» **Short task**
Display every line below that contains the word "blurred", copying each such line in full.

» **Material provided**
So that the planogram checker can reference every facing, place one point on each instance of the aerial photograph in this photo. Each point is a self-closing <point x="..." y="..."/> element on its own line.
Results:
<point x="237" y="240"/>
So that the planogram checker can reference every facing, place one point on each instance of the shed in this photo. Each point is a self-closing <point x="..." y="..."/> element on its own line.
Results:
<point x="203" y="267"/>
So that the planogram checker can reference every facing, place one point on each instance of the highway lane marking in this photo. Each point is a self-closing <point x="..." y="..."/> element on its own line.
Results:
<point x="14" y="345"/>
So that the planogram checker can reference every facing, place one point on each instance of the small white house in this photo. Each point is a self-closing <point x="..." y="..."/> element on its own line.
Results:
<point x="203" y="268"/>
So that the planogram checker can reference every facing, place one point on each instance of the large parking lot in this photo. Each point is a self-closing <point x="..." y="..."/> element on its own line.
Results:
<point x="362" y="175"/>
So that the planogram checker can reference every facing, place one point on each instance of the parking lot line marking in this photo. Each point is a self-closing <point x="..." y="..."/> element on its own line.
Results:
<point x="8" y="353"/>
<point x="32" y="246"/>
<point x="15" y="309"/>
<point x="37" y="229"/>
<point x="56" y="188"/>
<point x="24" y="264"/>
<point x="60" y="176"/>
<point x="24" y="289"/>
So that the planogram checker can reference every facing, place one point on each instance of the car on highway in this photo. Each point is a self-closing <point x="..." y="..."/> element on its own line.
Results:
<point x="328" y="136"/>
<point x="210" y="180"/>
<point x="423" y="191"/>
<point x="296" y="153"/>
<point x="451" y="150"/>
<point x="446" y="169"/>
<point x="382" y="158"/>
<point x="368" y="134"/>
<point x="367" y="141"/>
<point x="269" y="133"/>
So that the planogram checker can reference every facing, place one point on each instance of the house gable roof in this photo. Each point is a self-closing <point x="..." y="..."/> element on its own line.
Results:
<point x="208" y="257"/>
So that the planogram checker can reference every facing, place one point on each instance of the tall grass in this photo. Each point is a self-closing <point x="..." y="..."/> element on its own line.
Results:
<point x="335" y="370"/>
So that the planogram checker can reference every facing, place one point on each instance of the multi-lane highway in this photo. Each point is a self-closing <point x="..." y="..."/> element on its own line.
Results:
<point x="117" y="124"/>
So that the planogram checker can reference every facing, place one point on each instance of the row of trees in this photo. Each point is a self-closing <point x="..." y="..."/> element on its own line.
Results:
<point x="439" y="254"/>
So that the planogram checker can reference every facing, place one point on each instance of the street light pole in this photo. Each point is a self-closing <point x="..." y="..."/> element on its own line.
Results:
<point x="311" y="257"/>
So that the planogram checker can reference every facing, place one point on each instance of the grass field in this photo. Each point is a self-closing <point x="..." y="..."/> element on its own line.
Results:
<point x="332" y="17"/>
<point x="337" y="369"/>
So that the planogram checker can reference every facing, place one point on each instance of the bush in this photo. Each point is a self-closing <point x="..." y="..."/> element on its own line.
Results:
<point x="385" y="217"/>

* * *

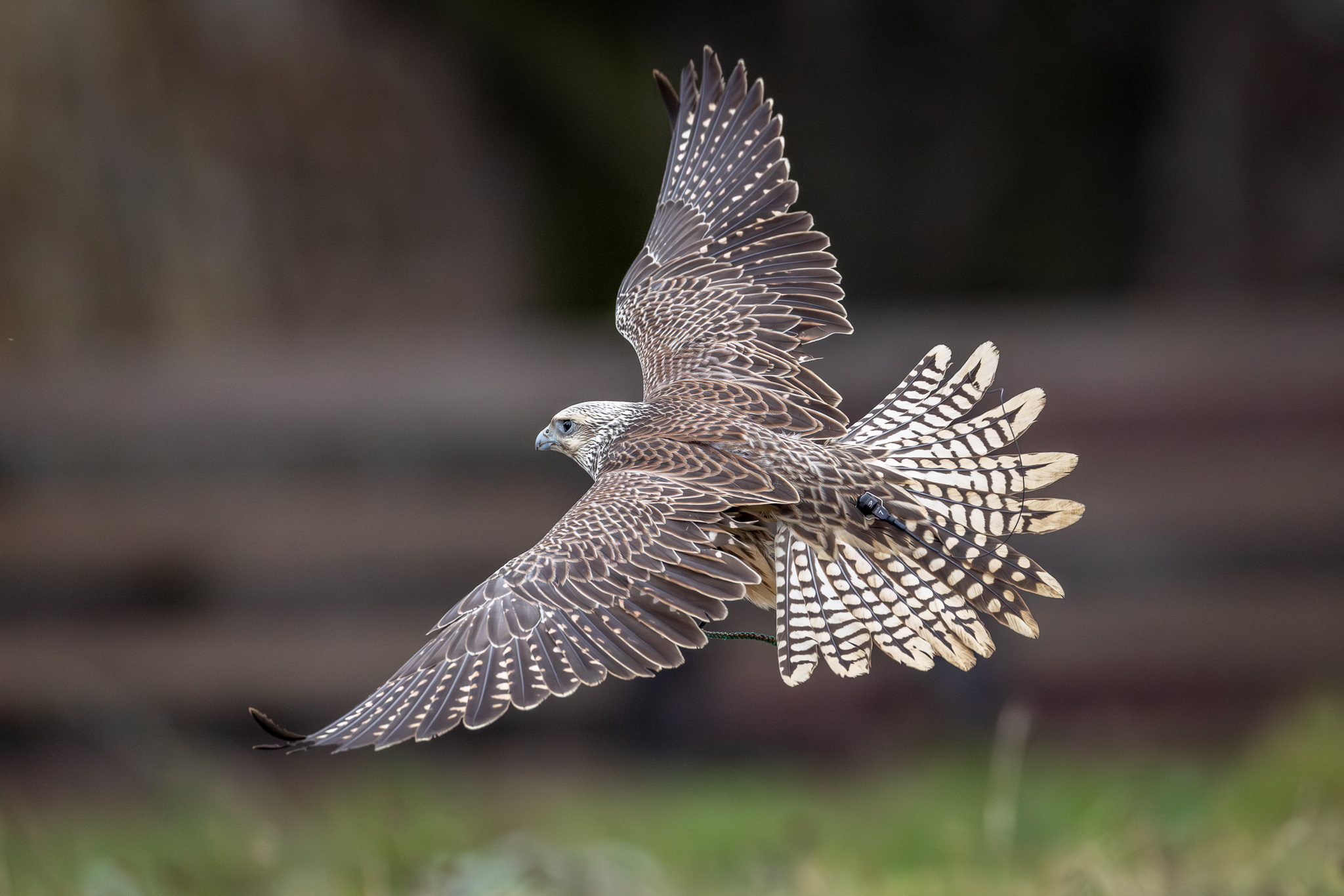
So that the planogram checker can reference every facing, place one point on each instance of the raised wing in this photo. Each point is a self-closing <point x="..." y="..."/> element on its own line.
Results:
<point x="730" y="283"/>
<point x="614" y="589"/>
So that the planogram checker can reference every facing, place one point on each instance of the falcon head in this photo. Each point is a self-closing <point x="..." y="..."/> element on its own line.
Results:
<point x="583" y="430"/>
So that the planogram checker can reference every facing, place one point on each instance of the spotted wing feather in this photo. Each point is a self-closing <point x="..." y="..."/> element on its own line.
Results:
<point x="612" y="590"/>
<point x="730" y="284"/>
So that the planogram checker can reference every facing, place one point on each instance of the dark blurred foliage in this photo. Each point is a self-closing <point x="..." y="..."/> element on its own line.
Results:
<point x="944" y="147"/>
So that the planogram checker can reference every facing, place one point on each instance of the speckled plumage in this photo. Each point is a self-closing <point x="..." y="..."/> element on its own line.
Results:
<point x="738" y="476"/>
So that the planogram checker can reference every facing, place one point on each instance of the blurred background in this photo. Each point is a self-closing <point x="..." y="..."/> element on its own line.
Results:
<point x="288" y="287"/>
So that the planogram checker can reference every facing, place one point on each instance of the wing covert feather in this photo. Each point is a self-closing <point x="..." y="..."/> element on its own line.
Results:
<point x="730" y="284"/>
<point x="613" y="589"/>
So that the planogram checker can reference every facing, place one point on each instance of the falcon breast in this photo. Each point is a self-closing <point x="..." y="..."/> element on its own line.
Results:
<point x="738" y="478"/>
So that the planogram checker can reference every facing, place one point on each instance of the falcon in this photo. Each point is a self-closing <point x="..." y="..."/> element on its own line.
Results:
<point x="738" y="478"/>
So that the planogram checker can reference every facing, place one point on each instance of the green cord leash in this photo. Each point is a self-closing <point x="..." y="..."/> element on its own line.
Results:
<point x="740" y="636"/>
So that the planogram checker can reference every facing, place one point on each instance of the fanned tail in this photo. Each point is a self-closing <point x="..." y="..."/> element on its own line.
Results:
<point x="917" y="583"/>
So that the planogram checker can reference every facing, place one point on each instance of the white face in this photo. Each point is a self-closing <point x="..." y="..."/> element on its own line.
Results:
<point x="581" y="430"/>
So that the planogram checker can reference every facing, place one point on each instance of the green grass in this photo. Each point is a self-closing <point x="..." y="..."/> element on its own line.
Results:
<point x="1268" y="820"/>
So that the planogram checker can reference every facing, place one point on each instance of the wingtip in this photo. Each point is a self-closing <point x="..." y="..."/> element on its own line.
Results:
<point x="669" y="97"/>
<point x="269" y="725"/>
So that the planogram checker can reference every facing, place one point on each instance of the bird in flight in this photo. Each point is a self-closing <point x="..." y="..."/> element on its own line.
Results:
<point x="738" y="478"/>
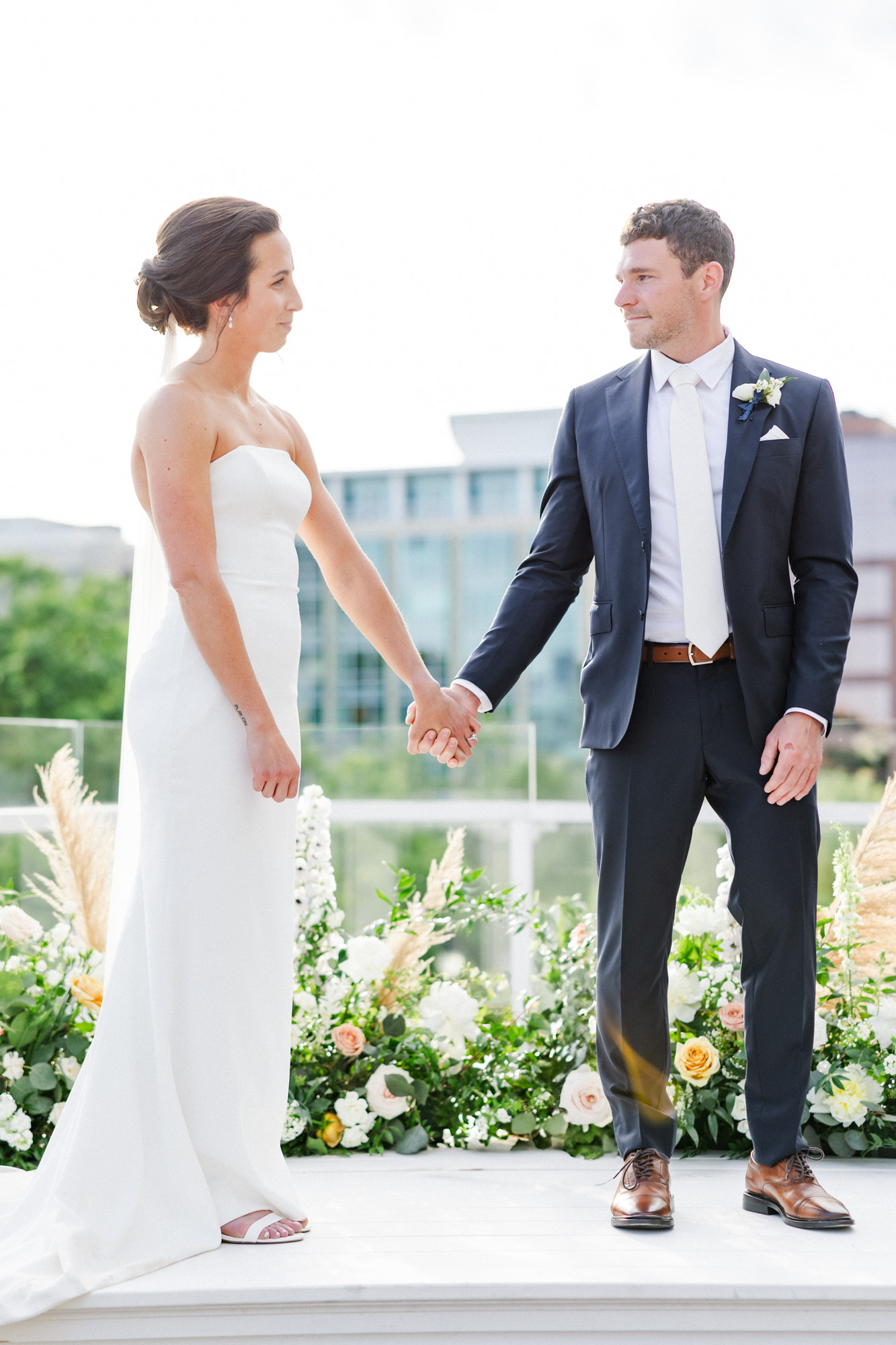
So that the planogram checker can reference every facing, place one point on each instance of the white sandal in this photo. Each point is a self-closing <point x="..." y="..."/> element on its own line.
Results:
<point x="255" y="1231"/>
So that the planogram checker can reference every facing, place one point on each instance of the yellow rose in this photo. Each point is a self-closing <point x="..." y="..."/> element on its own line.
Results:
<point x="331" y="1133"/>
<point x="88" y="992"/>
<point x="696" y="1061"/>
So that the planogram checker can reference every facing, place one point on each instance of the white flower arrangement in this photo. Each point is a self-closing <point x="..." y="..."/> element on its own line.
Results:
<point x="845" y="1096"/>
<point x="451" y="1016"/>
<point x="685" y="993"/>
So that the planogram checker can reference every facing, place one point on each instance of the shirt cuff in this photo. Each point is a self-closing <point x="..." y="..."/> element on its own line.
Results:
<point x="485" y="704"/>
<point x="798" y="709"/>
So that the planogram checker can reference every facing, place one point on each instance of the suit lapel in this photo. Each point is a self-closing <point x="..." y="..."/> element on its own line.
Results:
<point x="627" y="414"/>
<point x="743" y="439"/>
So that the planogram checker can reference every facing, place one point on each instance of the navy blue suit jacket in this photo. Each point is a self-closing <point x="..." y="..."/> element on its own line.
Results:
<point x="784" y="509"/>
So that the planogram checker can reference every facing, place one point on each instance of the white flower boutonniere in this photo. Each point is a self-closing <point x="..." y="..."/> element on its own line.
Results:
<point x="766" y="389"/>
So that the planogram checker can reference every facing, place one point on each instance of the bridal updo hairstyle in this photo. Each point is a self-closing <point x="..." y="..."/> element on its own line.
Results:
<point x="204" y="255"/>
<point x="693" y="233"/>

» **Complete response**
So that the planogram checker can reference every facing, place one point on each instance of the dark blurred foliage in this photo. Each point is a self-closing <point x="..." y="..."/> element on its own line.
So that the planogram checker can reference every facing, place one point on each instance of the blurred background in this photo. Each point is a self-closing <point x="..." y="..."/> element on its own line.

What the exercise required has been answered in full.